** Start Text block **
XX Week of Ordinary Time – Year II

Church of Jesus Christ of the Universe

by Mauro

24.08.2024
(translated audio)

XX Week of Ordinary Time – Year II
Saint Bartholomew, Apostle
Rev 21: 9-14; Ps 144; Jn 1: 45-51

In the name of the Father, the Son and the Holy Spirit.

The grace of Our Lord Jesus Christ, the love of God the Father and the communion of the Holy Spirit be with you all.

We celebrate the feast of Saint Bartholomew the Apostle. We celebrate, like every Saturday, the resurrection vigil and, like every Saturday, what we experience every day. We bring our entire day to the Holy Mass, the passages we have made, those we have failed to make – because there are also those, I at least almost always have those -, but we recognize them as obligatory passages, passages of freedom, passages of life. On Saturday, to all this is added: it is a resurrection vigil, it is a memorial. It is a memorial every day, but Saturday acquires a special grace. That is why we always offer it according to the intentions of Mary Most Holy and offer ourselves for Her intentions.

We have sung “Il tuo nome salva1, we celebrate the Eucharist, and yet, I will say it later, what is it that we always miss that we do not feel saved and that in the Eucharist we do not receive all the power of the Risen Lord? There is a limit, there is something, there is a veil, I do not know what it is. We know that the Mass – the Eucharist, the Holy Mass, the Sacrifice – is the only thing that saves the world. We have the opportunity to participate in the salvation of the world. We get, rightly, involved in many difficult situations: one who is sick, one who has a pain. And from a situation where the Lord Jesus is saving the world, do we get involved in the same way? I also mean emotionally.

We are affected by so many things; but Jesus Christ, who once again is willing – He would – to go up on the cross for us, leaves us quite indifferent. I believe this is the trouble of the world.

So let us present ourselves with those situations that lead us away from the center of life. The center of life is this. Everything that leads us away from this, for me is sin; everything that leads us away from this leads us to survive, not to live; everything that leads us away from this is the cause of all our evils, because this should be the place where we let go of all these evils in order to go out resurrected. If that does not happen, it is not Jesus’ fault.

So let us get ready.
** End Text block **
▸ Things to do
1. Answer these questions from the homily for the feast of Saint Bartholomew:
(a) Which apostle's feast is being celebrated?
(b) According to whose intentions is the Saturday Mass always offered?
(c) What does the speaker believe is the trouble of the world?
2. Continue the homily for the feast of Saint Bartholomew from the point at which it ends.
** Start Given records **
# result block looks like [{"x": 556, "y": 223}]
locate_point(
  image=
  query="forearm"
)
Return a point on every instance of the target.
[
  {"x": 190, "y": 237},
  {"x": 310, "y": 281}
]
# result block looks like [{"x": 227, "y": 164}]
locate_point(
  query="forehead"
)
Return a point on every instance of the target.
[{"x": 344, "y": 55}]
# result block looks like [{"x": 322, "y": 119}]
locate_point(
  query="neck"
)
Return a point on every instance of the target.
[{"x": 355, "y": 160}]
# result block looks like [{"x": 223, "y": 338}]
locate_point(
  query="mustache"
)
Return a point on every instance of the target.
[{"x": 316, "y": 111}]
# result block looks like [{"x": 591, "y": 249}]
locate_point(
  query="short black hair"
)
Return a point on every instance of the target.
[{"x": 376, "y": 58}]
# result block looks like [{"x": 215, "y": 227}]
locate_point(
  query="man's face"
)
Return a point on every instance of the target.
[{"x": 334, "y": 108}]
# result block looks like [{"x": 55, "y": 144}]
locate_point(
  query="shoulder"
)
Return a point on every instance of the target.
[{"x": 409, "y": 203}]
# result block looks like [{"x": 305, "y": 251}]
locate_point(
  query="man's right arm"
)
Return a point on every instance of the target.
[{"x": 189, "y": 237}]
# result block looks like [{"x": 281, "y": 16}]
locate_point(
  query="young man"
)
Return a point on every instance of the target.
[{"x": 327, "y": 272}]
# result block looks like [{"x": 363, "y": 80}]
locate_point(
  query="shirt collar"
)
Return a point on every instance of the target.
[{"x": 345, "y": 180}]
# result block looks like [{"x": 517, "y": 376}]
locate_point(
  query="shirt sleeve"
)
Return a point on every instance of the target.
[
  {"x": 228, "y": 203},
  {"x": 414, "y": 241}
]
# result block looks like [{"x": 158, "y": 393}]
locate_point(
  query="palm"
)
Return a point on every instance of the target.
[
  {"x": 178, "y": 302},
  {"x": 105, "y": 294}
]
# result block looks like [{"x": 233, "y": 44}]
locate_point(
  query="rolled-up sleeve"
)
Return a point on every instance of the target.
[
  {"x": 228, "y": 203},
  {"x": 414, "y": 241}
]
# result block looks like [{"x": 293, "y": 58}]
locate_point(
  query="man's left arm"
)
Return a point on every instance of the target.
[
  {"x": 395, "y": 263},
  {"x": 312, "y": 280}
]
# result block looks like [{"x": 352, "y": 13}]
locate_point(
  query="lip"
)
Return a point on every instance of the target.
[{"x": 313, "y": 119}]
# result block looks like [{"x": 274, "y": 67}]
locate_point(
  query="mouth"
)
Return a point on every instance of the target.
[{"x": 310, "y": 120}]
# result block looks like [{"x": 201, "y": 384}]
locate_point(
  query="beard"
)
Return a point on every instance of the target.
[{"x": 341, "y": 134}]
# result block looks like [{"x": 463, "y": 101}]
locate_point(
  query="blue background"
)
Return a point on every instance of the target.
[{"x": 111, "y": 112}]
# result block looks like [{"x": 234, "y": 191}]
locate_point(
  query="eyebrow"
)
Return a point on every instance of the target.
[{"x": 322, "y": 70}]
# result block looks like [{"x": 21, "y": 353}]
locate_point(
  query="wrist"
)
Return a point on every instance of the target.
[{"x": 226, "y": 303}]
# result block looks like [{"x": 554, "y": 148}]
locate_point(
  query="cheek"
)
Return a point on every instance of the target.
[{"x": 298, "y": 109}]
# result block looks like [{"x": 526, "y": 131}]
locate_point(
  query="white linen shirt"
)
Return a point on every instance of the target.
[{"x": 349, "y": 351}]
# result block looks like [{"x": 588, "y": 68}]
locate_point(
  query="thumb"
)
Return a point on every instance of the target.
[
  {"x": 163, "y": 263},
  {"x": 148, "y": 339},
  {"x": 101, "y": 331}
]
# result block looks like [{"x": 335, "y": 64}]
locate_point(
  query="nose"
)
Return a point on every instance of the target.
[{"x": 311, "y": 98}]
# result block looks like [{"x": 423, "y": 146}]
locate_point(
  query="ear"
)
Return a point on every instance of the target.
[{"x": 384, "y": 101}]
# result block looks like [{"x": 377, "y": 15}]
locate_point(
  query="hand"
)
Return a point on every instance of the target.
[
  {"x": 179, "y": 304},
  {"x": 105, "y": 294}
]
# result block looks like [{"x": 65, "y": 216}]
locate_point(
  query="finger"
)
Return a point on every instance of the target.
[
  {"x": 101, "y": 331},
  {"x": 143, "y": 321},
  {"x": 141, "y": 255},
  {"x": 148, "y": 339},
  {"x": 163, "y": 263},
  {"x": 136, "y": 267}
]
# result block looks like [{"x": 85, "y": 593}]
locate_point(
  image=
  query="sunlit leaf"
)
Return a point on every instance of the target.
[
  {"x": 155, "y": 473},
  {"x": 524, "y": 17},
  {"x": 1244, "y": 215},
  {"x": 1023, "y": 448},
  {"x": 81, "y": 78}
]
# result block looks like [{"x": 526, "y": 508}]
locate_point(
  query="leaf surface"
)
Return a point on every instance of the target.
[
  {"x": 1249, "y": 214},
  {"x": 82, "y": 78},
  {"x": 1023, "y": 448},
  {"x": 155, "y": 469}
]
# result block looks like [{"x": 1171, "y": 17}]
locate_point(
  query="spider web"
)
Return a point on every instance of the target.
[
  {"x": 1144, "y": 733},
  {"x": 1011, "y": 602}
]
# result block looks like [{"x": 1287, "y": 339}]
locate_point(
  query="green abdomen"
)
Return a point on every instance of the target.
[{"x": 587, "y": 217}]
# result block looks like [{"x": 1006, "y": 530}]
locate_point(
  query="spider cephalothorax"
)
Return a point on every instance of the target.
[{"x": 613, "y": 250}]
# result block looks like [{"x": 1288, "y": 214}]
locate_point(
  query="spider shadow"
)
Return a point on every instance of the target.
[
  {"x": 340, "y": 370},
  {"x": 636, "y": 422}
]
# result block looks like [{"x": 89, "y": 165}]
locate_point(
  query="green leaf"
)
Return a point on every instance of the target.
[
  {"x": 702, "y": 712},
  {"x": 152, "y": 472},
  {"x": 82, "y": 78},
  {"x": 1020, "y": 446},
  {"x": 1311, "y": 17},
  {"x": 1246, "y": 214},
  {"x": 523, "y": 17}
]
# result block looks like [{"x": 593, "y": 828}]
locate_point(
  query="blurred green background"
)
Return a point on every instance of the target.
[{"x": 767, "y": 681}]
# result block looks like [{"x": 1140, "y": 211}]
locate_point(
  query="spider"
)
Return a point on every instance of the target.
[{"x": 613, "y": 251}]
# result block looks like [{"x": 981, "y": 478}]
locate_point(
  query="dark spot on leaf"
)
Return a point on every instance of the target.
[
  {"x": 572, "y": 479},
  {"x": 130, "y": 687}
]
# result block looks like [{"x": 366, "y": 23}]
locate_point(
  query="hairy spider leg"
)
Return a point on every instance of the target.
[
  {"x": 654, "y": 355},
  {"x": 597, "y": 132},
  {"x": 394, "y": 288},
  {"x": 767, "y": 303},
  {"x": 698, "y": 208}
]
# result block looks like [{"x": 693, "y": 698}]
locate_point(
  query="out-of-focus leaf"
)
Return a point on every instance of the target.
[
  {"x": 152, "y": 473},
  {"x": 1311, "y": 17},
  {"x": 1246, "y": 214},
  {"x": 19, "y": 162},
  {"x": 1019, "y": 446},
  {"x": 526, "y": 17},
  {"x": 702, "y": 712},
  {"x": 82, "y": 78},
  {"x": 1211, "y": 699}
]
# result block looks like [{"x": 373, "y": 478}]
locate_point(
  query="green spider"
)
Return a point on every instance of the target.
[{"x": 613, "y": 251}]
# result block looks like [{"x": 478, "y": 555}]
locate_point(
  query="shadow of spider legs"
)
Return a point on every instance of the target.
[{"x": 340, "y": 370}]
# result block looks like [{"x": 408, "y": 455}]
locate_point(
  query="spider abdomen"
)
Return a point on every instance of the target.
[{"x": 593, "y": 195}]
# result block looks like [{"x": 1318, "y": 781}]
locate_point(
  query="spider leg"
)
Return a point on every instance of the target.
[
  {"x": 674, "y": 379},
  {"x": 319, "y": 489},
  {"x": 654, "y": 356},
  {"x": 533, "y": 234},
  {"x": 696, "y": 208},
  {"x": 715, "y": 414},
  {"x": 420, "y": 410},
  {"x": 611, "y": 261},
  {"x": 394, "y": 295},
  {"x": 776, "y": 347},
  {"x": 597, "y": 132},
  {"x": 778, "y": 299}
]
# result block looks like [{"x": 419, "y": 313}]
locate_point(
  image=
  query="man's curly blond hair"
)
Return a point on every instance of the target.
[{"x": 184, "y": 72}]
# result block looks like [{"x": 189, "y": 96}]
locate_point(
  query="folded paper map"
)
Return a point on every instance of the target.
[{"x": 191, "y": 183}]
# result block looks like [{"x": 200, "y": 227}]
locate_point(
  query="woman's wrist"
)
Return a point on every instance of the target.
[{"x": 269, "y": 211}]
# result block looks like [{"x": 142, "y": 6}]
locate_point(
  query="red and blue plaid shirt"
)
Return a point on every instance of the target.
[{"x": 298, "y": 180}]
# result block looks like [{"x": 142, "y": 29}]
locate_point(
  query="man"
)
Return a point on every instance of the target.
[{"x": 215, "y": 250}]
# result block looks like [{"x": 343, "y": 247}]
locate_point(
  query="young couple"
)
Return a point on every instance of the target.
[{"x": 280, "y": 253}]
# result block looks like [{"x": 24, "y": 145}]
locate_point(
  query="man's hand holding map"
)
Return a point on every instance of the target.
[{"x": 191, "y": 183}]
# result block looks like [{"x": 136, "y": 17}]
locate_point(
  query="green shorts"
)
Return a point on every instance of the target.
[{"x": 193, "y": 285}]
** End Given records **
▸ Answers below
1.
(a) Saint Bartholomew the Apostle.
(b) The intentions of Mary Most Holy.
(c) That Jesus Christ, who is willing once again to go up on the cross for us, leaves us quite indifferent.

2.
O Mother, You have shown us the way, You have shown us life, You have explained to us far and wide what You want from us, You have explained to us what life is; You have even taken it upon yourself to give us all the directions, from “God exists” onwards, for the centenary of your apparitions in Fatima2. You explained everything. We cannot say that we do not know, that we lack the light, or we lack to know what we must do.

Once again I wish to place in your Heart all those steps of resurrection that, it is not that we cannot do them, we do not want to do them; all that we do not let go, all that we hold, what we hold within us and also around us; all the life that we want to guide, and we do not let God guide it, therefore we do not rise. Help us also today to let go of a part of our way of thinking, of our ideas, of a part of our strength.

And may God Almighty have mercy on us, on this humanity, forgive us all our sins and lead us to eternal life.

With the Gospel’s reading of this Sunday3, the 21st, the Capernaum discourse concludes. That discourse where Jesus clearly expresses the Eucharist: eating His Body and drinking His Blood. Some said, “It is a hard discourse. Who can understand it?” It was a discourse that challenged even His disciples, even those who were following Him, to the point that He even turns to the Twelve and says, “Do you want to go too?” He was already putting the dimension of the Eucharist at the center; He was already saying what we are saying: the Eucharist is the only thing – Jesus Christ, because He is in the Eucharist, in the Eucharistic Sacrifice – that can save the world.

If we look throughout history, there has always been a war against Mary Most Holy and against the Eucharist – with more force, with less force, let us speak of us now. There has always been an attempt to diminish the figure of Mary Most Holy, the figure of the Eucharist, to the point that there are Christians who celebrate the Last Supper, but who do not believe in the dimension of the Eucharist.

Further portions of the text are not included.